PAGE EXTRACT

____

Curtiss-Wright argues that its motion for a directed verdict should have been granted because a provision in a sales brochure it routinely sent to customers effectively created a contractual term that limits its liability. At trial, Curtiss-Wright could not produce a copy of the sales brochure in use in 1975 when Consumers Power sent the engine to Curtiss-Wright for repairs. It submitted a 1976 version of the brochure, the substance of which it claimed was in effect in 1975 and had been sent to Consumers Power. The brochure provided under the heading "GUARANTEES" that its repairs would be "free from defective workmanship." The guarantee is limited to fifteen months after Curtiss-Wright completes the repairs, and is to be the sole basis for Curtiss-Wright's liability "in tort, contract, or otherwise."

The guarantee appears in three paragraphs as the sixth of ten numbered items of "General Terms and Conditions," at the end of a fifty-five page brochure on gas turbine repair services. The first numbered item states the hourly repair rate, and Brennan testified for Curtiss-Wright that Consumers Power would not deal with Curtiss-Wright without being told the hourly rate. The terms and conditions were not discussed, Brennan said. "The only agreement was that we would do specifically what the customer requested and nothing else." No one from Consumers Power was asked about the brochure at trial, and in a pre-trial deposition Rolf Sorenson, a senior engineer for Consumers Power, stated that he did not know when, if at all, he would have received the brochure.

____

INFORMATION SUPPLIED
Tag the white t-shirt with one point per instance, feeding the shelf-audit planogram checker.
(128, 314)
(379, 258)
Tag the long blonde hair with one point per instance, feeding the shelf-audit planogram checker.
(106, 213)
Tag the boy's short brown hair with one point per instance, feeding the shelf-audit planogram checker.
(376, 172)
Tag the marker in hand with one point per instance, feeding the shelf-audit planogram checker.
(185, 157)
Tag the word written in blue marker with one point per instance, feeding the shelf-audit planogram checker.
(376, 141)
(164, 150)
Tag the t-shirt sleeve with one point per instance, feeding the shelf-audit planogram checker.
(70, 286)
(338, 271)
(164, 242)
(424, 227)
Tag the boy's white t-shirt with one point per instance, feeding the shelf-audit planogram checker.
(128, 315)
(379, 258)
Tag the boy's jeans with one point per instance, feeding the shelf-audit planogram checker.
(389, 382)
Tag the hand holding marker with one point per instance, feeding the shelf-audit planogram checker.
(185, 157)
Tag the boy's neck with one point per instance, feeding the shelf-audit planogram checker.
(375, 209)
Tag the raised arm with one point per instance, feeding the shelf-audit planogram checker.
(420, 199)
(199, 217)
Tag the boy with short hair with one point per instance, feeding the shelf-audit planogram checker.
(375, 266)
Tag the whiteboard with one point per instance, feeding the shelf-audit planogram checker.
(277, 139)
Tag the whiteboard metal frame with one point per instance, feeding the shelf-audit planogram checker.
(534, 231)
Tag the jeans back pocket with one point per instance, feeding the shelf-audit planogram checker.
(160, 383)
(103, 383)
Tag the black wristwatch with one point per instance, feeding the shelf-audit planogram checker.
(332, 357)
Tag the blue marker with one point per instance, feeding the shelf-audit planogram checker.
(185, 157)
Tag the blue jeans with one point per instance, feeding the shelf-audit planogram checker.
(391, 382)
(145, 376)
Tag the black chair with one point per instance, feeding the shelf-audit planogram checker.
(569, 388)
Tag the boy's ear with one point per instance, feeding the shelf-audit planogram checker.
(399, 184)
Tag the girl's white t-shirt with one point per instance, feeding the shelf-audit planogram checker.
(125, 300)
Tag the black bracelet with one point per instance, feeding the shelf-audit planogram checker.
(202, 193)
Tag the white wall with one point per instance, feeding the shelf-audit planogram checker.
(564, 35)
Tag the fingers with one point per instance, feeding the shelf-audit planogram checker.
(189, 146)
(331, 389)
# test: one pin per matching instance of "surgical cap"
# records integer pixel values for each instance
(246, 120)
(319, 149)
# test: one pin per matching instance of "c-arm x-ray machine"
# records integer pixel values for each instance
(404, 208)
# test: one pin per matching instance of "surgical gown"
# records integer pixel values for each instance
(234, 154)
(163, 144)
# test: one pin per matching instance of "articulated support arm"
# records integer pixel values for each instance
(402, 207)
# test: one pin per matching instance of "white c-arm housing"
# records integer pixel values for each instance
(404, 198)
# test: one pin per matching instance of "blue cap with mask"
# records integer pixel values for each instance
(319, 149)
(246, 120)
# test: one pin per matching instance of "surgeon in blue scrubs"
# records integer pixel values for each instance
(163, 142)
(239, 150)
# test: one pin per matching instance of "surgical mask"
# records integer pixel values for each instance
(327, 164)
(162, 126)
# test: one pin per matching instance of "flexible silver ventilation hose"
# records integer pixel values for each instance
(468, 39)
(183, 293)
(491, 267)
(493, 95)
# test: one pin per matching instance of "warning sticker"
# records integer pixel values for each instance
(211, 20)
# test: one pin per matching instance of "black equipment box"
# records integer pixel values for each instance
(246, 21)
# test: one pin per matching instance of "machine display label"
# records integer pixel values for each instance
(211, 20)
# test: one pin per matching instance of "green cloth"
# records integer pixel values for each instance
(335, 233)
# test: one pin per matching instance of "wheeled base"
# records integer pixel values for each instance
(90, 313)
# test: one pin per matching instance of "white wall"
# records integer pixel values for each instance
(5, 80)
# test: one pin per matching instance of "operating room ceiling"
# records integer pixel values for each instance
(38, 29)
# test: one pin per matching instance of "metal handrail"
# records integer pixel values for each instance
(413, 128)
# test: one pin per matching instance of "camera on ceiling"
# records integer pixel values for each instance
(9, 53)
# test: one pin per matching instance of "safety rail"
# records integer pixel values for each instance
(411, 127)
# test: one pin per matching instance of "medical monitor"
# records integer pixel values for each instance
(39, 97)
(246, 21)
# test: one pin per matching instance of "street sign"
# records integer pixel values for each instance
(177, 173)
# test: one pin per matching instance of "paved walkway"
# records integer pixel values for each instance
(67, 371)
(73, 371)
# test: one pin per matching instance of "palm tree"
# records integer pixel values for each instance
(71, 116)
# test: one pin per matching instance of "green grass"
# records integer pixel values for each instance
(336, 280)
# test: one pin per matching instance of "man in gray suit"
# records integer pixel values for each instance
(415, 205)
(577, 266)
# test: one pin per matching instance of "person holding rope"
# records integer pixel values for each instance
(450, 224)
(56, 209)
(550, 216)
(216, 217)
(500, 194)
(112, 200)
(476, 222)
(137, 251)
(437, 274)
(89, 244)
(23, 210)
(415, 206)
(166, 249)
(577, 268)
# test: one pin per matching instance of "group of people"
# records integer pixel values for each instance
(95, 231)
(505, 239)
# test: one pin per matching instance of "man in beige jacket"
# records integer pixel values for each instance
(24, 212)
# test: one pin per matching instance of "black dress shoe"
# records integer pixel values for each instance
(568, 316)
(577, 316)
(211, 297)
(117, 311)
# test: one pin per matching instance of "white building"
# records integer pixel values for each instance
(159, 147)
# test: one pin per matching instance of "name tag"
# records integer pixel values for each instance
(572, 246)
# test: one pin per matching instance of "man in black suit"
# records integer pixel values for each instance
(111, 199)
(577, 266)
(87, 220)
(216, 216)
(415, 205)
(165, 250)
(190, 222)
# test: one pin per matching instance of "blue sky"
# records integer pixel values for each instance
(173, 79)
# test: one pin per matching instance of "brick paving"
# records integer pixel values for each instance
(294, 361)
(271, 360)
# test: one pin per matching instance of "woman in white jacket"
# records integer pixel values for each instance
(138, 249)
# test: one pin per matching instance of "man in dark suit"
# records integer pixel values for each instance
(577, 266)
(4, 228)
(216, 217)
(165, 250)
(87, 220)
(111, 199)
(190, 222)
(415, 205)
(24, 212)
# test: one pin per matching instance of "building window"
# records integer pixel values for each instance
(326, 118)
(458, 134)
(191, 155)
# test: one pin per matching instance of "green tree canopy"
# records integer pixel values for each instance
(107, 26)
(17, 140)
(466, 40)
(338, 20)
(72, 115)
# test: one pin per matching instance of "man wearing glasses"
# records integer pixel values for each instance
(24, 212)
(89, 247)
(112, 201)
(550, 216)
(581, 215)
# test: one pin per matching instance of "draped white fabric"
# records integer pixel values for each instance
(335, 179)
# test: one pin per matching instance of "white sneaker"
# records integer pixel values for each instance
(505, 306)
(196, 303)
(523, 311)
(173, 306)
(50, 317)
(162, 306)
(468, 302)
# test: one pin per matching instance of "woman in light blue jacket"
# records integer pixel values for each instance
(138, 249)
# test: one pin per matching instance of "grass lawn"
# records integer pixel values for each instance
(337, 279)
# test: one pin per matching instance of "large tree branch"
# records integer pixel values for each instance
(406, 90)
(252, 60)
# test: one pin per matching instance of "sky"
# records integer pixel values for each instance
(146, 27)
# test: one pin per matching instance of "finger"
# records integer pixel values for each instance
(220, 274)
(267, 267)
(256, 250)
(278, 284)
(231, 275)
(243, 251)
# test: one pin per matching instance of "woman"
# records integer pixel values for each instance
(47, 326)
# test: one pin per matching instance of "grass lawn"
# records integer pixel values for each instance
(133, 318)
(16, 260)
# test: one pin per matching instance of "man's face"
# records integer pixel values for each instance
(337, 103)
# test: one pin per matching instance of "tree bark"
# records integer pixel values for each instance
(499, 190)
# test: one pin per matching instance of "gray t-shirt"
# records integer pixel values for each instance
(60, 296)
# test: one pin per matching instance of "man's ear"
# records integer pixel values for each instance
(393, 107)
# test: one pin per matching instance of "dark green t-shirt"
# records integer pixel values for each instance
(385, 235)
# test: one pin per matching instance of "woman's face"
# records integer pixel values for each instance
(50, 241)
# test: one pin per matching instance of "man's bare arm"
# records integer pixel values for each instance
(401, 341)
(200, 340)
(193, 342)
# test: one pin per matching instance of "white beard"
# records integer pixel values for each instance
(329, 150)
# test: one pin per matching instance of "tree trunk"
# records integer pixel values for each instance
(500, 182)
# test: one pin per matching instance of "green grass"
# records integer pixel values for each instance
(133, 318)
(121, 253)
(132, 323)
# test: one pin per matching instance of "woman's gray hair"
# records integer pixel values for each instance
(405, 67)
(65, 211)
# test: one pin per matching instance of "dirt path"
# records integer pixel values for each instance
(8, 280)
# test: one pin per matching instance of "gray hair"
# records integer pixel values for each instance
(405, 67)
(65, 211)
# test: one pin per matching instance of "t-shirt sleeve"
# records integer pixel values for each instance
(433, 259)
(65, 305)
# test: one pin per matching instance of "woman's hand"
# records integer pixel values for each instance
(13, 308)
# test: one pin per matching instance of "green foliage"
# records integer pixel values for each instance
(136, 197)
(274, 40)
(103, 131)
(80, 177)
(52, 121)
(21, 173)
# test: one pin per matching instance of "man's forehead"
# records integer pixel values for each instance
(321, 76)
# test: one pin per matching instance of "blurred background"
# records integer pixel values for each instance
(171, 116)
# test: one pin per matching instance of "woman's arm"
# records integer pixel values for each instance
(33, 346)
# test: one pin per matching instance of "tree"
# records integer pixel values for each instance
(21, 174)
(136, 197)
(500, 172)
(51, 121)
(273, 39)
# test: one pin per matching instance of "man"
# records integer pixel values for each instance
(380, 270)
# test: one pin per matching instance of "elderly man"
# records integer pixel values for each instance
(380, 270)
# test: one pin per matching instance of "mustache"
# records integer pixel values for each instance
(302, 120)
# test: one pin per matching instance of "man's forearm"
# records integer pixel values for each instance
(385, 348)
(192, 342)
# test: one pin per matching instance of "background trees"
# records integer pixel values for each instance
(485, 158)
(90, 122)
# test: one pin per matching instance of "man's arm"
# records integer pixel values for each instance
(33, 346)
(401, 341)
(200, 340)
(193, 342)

____

REQUIRED TASK
In the passage on the Curtiss-Wright sales brochure, how long does the guarantee on repairs last?

WRITTEN SOLUTION
Fifteen months after Curtiss-Wright completes the repairs.